[Consignes de travail]:
Recopiez mot pour mot le passage du texte sur la cohabitation qui commence par « Affaibli physiquement et » et se poursuit jusqu'à « ses potentiels successeurs. ».

[Texte fourni]:
Organisation, pouvoirs, décisions : que se passera-t-il concrètement en cas de cohabitation au gouvernement français ?
La dissolution surprise de l’Assemblée nationale décidée par Emmanuel Macron le 9 juin dernier a ouvert la possibilité d’une alternance politique en France. En effet, les sondages donnent la majorité présidentielle derrière le Rassemblement national et l’union de la gauche.
Cette situation consisterait en une nouvelle et quatrième « cohabitation » entre un président de la République aux pouvoirs diminués d’un côté, et une majorité parlementaire et gouvernementale issue d’un bord politique opposé de l’autre.
Trois cohabitations ont déjà eu lieu sous la Cinquième République. La défaite du camp présidentiel aux élections législatives avait donné la possibilité d’expérimenter l’opposition entre l’Élysée et la majorité parlementaire.
En 1986, la gauche au pouvoir est battue aux élections législatives. François Mitterrand reste président de la République, mais il doit composer avec un nouveau pouvoir issu de la droite gaulliste. Une configuration inédite à l’époque.
Cette première cohabitation a été marquée par la rivalité entre François Mitterrand et son Premier ministre, Jacques Chirac, qui préparaient tous deux la présidentielle de 1988. Le président a su jouer des erreurs de la droite pour être réélu et obtenir une nouvelle majorité.
En 1993, la majorité socialiste essuie une défaite historique aux législatives. Jacques Chirac ne souhaitant pas reproduire l’erreur de gouverner avant la présidentielle, c’est Édouard Balladur qui est choisi pour reprendre Matignon.
Affaibli physiquement et politiquement, François Mitterrand reste à l’Élysée jusqu’en 1995. Sa seconde cohabitation se déroule dans un climat moins tendu que la première, alors que les rivalités s’aiguisent déjà entre ses potentiels successeurs.

[Données brutes]:
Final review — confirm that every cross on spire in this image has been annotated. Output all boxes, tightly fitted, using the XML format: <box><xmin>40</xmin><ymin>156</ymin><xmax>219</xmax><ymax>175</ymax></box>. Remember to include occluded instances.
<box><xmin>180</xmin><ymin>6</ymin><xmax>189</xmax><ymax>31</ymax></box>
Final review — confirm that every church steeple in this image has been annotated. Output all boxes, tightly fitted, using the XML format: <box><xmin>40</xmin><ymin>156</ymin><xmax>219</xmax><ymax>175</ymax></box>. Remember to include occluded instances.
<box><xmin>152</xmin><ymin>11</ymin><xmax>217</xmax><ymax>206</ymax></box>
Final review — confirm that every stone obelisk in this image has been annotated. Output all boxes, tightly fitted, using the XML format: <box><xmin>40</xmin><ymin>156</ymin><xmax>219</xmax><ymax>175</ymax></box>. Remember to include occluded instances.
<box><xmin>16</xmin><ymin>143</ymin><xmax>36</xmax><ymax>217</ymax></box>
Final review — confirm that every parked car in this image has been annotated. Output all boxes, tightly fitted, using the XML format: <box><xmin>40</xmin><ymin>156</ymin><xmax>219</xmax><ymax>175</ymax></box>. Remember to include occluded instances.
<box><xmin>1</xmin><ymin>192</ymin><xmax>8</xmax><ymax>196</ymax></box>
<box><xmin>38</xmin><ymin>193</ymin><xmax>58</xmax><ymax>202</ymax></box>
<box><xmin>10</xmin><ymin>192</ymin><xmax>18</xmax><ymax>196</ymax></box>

[Résultat]:
Affaibli physiquement et politiquement, François Mitterrand reste à l’Élysée jusqu’en 1995. Sa seconde cohabitation se déroule dans un climat moins tendu que la première, alors que les rivalités s’aiguisent déjà entre ses potentiels successeurs.